I need each line of the entries below that includes the string "hood".

TASK INPUTS Block Start

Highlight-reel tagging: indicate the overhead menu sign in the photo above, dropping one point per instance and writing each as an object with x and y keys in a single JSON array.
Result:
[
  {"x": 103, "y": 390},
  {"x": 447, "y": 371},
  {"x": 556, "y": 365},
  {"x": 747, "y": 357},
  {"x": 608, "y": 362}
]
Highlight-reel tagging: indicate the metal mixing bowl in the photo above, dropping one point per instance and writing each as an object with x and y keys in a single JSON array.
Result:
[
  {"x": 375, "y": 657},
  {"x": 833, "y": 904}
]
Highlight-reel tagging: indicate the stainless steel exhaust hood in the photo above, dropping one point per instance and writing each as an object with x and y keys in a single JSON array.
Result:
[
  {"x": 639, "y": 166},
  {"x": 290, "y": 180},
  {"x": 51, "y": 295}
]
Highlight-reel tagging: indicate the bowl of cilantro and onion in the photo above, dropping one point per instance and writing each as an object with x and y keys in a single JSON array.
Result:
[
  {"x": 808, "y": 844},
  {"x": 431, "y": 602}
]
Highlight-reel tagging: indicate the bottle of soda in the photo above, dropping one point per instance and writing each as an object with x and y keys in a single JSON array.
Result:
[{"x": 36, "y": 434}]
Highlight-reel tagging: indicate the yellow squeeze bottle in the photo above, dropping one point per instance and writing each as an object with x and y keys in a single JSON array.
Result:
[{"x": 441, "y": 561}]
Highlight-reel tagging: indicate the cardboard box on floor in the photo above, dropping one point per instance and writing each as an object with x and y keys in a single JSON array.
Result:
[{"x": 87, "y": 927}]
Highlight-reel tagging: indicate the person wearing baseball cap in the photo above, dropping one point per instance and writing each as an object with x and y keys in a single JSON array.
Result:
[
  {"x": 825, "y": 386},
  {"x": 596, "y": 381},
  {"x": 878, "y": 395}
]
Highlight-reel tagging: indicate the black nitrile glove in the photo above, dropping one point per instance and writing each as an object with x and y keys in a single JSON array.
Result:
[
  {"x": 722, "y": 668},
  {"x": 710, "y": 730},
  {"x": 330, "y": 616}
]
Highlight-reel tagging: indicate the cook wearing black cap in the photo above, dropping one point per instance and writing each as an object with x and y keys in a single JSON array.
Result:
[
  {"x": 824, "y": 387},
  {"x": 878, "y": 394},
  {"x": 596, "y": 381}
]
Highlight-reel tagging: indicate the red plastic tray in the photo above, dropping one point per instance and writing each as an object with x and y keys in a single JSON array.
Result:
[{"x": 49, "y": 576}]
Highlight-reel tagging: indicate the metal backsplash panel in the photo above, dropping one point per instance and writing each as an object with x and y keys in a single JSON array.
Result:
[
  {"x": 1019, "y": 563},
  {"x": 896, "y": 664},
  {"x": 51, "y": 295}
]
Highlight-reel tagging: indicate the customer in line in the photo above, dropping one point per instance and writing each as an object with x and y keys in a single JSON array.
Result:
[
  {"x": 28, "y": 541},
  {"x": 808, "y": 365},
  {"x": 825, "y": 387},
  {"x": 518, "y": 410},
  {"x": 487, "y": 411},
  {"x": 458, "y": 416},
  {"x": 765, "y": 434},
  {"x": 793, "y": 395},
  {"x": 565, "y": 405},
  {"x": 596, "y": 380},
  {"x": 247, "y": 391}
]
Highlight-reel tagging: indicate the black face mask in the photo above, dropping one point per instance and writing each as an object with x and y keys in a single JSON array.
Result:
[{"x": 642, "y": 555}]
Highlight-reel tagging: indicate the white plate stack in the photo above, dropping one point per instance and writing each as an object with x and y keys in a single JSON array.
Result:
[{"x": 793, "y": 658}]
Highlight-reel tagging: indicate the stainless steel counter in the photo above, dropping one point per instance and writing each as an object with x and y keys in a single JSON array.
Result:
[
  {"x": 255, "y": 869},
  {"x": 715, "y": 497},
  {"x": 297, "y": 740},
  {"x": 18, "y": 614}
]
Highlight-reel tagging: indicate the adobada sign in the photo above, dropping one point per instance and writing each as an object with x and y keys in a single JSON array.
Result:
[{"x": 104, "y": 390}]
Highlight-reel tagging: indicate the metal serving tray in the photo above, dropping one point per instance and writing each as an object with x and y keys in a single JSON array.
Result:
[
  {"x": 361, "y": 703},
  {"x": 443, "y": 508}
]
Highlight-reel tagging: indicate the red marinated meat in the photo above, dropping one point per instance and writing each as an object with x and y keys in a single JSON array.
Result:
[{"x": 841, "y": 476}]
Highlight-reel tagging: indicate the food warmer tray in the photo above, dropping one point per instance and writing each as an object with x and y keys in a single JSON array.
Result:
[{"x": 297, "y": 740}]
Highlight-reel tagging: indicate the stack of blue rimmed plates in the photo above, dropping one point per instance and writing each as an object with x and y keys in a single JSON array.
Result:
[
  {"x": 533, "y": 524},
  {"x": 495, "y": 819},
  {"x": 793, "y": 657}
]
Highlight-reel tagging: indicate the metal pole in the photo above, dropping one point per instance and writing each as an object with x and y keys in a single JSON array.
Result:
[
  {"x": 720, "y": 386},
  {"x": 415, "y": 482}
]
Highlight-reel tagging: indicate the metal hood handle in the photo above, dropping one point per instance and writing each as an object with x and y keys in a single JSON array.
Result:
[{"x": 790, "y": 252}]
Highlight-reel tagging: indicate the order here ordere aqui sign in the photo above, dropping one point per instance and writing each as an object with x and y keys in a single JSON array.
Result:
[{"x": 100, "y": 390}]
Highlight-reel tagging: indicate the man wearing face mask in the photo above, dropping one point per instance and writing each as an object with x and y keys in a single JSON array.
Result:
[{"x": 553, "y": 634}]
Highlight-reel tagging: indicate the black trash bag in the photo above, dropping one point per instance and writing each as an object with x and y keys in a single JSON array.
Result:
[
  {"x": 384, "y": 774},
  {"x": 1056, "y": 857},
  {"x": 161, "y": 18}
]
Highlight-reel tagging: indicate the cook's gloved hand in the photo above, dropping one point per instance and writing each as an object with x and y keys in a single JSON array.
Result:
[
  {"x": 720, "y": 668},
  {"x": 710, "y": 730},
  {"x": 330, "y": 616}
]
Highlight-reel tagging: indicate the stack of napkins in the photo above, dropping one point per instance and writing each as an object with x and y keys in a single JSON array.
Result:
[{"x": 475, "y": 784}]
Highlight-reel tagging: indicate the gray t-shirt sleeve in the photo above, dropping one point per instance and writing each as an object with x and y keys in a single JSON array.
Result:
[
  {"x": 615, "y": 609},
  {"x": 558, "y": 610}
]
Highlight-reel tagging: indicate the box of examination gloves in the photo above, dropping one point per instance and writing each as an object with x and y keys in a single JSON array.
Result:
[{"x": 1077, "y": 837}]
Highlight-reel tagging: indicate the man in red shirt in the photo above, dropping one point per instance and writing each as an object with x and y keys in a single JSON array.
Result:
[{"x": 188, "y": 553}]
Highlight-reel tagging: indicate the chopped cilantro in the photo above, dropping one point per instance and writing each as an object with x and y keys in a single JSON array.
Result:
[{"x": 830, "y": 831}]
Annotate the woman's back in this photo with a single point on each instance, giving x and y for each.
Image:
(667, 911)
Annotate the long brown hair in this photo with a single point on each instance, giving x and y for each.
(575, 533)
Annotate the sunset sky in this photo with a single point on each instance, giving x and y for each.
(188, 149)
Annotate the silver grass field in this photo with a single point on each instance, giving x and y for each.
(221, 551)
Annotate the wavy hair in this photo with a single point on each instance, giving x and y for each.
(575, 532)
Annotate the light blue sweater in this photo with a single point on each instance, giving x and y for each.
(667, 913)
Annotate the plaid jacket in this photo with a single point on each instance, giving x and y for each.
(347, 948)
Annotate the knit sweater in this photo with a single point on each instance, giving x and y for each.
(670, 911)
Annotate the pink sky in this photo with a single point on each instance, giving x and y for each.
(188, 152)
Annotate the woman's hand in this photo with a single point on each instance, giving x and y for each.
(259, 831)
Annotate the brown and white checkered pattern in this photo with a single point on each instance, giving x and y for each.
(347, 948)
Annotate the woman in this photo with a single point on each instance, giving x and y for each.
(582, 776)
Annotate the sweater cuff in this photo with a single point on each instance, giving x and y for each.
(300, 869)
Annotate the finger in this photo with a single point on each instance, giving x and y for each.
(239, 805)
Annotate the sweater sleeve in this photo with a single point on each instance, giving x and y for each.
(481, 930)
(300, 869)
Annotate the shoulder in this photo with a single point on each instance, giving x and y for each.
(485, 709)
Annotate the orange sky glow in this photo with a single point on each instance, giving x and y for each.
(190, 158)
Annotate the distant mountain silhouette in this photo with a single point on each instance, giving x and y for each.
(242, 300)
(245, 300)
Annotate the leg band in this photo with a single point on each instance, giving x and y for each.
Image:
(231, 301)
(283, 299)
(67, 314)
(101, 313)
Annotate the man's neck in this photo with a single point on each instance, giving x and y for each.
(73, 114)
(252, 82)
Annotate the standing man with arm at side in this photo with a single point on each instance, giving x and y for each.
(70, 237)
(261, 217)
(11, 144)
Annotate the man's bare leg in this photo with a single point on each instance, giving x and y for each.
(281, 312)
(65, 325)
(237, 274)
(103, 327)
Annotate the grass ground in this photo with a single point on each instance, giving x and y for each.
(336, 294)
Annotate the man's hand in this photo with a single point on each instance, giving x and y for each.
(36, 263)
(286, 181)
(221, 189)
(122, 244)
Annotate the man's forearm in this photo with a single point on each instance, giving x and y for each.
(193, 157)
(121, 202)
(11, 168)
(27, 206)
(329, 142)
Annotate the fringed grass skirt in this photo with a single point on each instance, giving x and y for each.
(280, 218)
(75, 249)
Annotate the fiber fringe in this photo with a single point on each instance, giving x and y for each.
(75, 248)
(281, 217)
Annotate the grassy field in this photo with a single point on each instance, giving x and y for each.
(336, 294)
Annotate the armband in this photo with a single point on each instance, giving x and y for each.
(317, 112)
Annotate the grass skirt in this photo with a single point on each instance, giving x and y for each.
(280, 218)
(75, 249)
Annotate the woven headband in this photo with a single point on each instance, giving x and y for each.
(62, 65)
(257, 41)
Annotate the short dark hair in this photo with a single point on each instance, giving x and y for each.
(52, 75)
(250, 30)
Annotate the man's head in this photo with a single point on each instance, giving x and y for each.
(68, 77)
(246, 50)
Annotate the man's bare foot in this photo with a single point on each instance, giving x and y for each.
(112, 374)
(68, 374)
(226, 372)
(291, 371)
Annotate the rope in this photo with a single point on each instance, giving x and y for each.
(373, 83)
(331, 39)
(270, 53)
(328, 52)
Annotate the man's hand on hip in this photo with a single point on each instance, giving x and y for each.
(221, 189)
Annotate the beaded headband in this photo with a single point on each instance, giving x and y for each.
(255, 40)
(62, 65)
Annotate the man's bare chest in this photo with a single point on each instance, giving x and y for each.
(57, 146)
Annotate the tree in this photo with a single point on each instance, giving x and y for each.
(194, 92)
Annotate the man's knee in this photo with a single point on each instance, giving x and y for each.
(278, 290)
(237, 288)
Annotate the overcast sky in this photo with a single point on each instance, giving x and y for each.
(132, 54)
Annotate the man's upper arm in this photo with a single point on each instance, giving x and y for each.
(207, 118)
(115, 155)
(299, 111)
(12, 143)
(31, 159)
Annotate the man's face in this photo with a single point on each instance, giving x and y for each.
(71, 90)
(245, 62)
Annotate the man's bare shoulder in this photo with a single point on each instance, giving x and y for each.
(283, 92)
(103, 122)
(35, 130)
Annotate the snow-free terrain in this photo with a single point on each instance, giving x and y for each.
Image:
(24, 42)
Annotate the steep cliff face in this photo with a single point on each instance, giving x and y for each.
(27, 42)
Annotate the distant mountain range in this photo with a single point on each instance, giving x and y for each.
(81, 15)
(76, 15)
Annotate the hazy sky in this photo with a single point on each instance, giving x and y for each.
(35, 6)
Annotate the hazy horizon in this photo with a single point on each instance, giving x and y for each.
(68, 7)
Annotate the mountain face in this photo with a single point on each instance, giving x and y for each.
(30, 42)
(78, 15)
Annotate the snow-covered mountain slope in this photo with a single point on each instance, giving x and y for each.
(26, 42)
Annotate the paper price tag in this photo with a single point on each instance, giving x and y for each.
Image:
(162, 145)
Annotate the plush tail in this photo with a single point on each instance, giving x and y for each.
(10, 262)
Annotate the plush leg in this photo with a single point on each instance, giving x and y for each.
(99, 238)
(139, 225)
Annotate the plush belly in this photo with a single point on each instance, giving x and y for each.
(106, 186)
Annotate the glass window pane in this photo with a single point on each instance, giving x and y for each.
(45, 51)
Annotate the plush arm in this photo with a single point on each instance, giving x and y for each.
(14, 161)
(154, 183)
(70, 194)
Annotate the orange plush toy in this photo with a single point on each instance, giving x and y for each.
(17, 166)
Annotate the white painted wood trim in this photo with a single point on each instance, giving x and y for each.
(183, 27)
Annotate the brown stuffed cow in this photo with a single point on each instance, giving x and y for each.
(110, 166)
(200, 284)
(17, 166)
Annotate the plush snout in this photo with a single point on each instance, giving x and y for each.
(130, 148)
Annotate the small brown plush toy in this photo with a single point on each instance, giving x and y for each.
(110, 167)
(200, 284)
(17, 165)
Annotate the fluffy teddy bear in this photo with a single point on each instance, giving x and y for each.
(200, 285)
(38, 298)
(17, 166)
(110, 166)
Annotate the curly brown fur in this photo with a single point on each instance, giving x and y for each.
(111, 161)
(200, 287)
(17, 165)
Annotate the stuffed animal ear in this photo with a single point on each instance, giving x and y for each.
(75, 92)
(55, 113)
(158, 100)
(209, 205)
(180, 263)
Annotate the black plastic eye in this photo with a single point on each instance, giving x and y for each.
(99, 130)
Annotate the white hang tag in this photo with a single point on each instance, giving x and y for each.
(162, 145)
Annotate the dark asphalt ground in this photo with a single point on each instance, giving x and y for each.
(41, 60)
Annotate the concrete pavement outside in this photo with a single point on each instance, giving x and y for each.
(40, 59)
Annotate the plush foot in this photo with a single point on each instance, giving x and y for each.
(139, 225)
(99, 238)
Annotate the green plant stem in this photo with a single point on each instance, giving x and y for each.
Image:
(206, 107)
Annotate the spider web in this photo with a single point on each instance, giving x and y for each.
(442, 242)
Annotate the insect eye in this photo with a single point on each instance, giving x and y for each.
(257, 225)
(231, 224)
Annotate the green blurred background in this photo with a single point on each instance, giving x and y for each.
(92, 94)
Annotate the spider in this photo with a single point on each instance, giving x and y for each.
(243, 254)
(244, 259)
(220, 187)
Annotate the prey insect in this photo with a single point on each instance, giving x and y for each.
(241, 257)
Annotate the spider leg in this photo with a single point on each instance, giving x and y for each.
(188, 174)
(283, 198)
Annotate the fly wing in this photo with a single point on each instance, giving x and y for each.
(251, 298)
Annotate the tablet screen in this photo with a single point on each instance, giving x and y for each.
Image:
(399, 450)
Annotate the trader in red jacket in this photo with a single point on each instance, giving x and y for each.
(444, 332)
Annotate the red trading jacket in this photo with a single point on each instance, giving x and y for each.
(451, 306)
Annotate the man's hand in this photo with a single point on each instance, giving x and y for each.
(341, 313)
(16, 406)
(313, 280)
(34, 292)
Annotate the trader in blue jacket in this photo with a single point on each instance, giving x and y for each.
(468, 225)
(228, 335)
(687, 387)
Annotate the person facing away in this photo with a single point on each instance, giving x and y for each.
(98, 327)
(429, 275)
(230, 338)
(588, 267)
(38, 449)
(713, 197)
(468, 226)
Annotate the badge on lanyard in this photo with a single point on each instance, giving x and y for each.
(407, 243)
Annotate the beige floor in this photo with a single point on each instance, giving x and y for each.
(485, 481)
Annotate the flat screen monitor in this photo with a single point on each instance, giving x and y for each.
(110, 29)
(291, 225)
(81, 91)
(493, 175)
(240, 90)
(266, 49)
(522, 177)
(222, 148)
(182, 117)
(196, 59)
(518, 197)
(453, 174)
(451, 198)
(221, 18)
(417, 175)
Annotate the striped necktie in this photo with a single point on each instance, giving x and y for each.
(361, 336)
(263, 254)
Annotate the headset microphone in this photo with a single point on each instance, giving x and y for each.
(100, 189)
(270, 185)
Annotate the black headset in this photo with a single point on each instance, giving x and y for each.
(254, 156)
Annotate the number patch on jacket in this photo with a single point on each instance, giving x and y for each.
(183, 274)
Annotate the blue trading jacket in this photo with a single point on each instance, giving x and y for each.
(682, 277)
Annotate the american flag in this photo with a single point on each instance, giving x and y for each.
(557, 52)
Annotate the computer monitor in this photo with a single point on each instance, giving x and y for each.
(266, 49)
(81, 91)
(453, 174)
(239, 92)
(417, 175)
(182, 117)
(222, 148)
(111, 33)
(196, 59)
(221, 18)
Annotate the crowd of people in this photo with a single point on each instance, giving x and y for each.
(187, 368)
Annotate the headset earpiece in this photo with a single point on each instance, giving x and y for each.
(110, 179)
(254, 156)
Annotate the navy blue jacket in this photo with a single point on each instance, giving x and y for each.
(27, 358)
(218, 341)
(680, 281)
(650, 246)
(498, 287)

TASK INPUTS Block End

RESPONSE AREA:
Highlight-reel tagging: indicate the stainless steel exhaust hood in the photo above, dropping one point per instance and writing each as an object with x and y keys in a single JSON array.
Highlight-reel tagging: indicate the metal hood handle in the photo above, dropping one point per instance and writing each as an object with x and y keys in a single JSON array.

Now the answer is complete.